◆ **WHAT THE TASK ASKS**: What lines in the records below include the word "pointer"? Return each one.

◆ **Excerpts from a dataset**:

····················

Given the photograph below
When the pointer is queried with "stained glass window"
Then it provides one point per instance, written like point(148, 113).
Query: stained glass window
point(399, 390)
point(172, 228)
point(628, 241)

····················

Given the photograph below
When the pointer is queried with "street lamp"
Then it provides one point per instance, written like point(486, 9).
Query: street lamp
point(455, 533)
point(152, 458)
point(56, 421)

····················

◆ **RESULT OF THIS EXERCISE**:
When the pointer is queried with "stained glass window"
When the pointer is queried with "street lamp"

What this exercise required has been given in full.